Excerpt provided:
########################################

Hence if we are able to find the density of a unit cell, it can be said that we have found the density of the cubic crystal itself. With this in mind, let us determine how to arrive at the density of a cubic crystal cell.

## Calculations of a Unit Cell

Now as we know a unit cell also has a cubic structure. It has one, two or four atoms located at various lattice points. Now with the help of geometry, some basic calculations and certain attributes of this cubic structure we can find the density of a unit cell. Let us start with the basic formula for the density of any solid. This formula is

Density = $$\frac{Mass}{Volume}$$

The density of a Unit Cell will be

D = $$\frac{Mass of Unit Cell}{Volume of Unit Cell}$$

### Mass of a Unit Cell

Now to calculate the mass of one unit cell we add up the mass of all the atoms contained in that particular cell. The number of atoms will depend on the kind of cell it is. So to obtain the mass of a unit cell we multiply the number of atoms “n” into the mass of each atom”m”.

########################################

Recorded information:
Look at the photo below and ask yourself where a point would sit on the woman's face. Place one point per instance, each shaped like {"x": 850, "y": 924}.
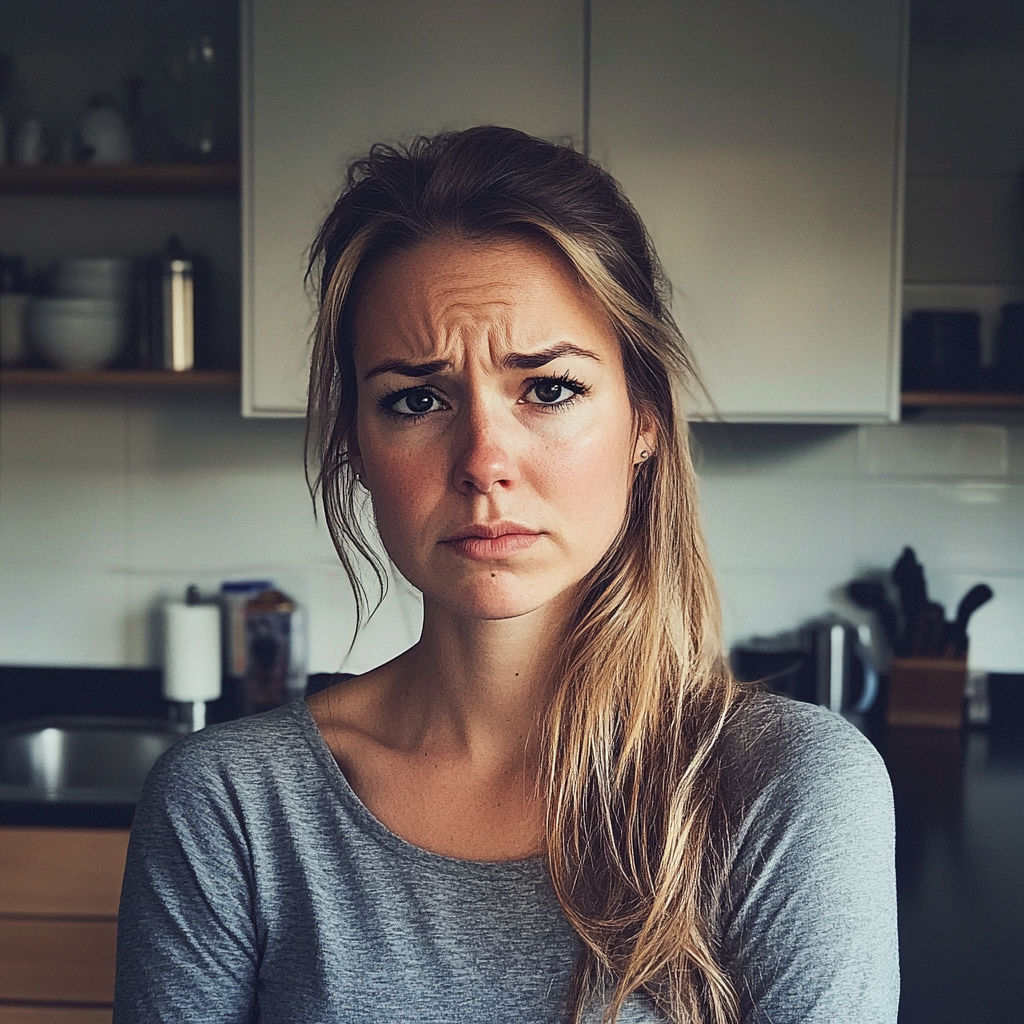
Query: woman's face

########################################

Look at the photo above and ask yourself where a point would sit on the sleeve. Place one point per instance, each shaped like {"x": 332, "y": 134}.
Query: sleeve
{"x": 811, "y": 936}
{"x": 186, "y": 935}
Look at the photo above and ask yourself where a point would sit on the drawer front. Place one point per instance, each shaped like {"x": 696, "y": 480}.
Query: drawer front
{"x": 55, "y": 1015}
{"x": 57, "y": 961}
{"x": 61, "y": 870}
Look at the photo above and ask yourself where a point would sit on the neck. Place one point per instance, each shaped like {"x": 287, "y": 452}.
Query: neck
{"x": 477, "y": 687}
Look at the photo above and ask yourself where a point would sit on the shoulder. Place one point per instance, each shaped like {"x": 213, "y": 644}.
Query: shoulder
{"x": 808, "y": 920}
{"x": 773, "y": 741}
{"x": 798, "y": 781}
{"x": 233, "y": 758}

########################################

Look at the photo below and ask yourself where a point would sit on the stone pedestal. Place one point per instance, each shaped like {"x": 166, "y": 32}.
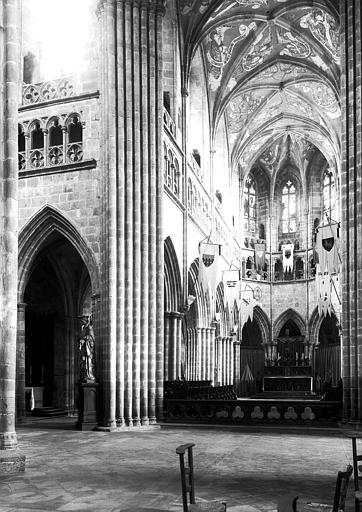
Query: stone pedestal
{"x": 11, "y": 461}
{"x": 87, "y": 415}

########################################

What is expected: Update the part of the unit cell density text that opens with the words containing "Hence if we" and closes with "cubic crystal cell.", replacing "cubic crystal" with "cubic solid".

Solution below:
Hence if we are able to find the density of a unit cell, it can be said that we have found the density of the cubic solid itself. With this in mind, let us determine how to arrive at the density of a cubic solid cell.